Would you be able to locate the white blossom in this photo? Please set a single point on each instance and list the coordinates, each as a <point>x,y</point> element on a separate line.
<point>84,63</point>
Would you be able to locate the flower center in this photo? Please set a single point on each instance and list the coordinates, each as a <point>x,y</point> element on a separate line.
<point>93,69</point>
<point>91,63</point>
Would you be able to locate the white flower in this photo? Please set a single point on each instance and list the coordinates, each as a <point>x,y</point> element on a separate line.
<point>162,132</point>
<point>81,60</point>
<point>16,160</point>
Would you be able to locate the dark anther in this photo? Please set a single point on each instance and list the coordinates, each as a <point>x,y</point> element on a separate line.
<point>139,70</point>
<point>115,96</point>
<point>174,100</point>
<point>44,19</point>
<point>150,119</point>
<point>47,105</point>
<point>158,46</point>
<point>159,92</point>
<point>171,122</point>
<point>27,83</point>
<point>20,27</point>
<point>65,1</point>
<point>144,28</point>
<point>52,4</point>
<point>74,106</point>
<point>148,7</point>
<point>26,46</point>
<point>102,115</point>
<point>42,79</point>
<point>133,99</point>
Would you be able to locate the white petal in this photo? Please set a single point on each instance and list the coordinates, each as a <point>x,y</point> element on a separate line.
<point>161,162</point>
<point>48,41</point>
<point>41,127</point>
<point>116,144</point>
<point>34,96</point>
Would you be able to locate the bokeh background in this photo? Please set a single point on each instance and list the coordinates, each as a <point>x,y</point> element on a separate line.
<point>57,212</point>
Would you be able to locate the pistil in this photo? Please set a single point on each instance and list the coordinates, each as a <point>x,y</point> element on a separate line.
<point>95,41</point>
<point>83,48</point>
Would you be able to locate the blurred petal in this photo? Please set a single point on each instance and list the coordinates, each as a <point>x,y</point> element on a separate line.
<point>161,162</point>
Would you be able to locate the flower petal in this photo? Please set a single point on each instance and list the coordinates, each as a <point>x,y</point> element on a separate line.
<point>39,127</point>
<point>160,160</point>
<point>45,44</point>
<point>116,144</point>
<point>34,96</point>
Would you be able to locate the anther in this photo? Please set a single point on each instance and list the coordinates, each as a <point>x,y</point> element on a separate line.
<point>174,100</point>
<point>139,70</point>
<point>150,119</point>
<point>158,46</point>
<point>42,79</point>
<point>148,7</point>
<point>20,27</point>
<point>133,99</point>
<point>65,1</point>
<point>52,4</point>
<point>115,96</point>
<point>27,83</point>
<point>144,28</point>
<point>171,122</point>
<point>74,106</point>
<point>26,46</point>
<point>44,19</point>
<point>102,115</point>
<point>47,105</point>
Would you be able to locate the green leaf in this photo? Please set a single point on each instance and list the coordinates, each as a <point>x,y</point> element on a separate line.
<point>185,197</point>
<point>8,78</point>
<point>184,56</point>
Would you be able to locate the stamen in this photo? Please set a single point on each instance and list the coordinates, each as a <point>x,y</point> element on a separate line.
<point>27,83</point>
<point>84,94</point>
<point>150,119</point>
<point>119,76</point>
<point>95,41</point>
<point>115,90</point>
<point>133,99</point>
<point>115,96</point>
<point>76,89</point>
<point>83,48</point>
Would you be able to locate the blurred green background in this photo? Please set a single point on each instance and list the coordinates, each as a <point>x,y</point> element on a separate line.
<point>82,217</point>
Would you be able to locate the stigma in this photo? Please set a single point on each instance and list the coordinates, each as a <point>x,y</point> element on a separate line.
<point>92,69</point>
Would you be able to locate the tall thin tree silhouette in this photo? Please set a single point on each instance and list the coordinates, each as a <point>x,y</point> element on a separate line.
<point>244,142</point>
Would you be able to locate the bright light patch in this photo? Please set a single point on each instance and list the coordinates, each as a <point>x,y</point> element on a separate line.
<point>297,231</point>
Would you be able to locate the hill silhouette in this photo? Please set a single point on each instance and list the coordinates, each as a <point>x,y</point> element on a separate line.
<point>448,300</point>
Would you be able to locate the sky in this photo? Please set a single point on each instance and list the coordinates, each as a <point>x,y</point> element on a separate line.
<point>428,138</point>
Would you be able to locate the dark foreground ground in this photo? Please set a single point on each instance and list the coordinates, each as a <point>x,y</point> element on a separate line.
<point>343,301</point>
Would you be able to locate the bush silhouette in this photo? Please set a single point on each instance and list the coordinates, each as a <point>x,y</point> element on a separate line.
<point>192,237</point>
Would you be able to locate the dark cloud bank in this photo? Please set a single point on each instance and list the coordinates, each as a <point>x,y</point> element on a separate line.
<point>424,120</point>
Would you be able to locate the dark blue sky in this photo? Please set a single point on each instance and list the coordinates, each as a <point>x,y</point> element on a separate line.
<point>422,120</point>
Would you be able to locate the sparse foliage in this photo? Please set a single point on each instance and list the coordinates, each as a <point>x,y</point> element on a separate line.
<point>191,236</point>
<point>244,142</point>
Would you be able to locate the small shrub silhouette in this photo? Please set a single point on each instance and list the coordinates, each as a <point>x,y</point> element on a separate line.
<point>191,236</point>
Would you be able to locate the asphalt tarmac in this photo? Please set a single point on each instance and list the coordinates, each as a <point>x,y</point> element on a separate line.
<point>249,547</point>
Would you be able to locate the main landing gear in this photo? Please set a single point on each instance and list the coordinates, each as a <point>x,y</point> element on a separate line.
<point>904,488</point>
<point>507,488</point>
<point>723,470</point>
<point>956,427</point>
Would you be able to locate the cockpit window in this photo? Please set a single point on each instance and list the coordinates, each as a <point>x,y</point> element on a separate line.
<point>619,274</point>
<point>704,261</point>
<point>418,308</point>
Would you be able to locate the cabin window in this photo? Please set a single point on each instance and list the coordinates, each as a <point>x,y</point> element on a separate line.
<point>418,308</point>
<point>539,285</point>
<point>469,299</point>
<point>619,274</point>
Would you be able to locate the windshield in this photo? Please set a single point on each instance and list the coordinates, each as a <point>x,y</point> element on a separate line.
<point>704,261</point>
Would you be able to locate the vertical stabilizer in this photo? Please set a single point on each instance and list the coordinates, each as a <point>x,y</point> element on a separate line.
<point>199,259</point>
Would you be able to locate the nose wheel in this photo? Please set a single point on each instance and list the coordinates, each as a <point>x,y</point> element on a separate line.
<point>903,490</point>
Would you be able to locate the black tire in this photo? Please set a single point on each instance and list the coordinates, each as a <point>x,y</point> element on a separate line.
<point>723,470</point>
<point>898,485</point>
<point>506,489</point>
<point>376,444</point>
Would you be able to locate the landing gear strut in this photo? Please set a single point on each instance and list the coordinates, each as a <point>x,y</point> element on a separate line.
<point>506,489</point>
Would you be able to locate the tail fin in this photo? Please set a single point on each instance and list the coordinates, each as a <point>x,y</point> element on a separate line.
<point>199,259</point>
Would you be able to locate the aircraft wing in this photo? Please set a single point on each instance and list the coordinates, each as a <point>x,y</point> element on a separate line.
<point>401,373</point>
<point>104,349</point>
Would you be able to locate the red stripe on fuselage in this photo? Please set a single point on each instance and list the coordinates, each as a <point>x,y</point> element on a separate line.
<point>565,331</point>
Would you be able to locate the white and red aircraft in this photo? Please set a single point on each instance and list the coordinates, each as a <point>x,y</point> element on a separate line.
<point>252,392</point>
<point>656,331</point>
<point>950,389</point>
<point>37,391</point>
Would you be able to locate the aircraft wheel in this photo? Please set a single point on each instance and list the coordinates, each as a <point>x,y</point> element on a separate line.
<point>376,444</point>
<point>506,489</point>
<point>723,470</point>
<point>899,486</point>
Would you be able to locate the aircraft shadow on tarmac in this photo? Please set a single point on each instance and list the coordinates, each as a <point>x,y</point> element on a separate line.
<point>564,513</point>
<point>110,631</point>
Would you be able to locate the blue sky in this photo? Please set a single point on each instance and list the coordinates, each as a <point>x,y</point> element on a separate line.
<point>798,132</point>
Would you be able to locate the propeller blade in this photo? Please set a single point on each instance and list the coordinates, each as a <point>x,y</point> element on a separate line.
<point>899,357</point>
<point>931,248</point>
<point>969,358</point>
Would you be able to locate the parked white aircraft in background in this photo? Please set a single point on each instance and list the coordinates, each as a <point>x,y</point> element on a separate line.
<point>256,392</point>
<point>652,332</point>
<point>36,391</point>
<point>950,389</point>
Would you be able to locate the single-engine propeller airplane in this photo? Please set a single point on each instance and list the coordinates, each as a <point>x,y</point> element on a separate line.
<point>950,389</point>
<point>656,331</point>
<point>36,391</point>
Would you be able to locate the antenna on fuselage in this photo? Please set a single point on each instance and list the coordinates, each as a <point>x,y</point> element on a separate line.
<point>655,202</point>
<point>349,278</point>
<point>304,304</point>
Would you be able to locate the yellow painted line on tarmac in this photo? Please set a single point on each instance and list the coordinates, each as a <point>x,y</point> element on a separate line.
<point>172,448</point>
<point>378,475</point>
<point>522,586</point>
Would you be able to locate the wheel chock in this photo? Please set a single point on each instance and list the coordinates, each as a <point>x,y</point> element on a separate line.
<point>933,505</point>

- **DIRECTION**: Set out the lines from the one containing "Would you be able to locate the tall" through the one containing "<point>448,300</point>", both included, as a numbered list, and skip any blank lines.

- **RESPONSE TO THIS TASK**:
1. Would you be able to locate the tall thin tree silhouette in this photo? Please set a single point on each instance and list the coordinates, each as a <point>x,y</point> element on a separate line.
2. <point>244,142</point>
3. Would you be able to locate the bright light patch in this photo? Please set a single point on each instance and list the coordinates, each as a <point>x,y</point> element on a separate line.
4. <point>297,231</point>
5. Would you be able to locate the hill silhouette in this photo? Please set a single point on each instance and list the coordinates, each as a <point>x,y</point> element on a separate line.
6. <point>448,300</point>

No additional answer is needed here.